= WHAT IS EXPECTED =
Please copy every line of the records below that holds the word "yolk".

= DATA SUPPLIED =
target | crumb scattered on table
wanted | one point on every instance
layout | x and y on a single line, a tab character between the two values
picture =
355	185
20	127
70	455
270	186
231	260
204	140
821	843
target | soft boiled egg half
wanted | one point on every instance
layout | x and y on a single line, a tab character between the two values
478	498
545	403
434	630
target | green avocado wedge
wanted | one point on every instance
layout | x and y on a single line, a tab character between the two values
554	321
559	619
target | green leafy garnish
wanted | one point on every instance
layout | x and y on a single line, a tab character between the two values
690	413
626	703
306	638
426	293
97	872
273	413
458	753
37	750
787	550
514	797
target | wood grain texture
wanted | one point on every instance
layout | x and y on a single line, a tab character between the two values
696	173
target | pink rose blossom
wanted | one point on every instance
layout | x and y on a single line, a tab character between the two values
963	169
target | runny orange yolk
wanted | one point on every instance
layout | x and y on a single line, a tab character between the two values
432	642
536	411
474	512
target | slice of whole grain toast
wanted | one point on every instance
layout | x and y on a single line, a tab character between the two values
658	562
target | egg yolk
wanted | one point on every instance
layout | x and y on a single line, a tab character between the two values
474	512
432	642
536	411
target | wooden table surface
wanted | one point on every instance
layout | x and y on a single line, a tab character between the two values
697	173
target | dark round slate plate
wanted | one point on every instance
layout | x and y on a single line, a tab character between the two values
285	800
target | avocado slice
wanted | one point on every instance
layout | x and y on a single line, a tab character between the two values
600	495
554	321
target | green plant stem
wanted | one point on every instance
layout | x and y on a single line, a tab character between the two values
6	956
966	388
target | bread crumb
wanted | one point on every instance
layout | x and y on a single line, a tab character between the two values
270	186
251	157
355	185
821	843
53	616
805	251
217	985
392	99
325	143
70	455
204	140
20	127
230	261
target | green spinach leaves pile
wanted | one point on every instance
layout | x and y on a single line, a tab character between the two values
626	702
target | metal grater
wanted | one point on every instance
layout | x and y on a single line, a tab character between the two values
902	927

= SOLVED PROBLEM =
target | runny orange yolk
target | egg yolk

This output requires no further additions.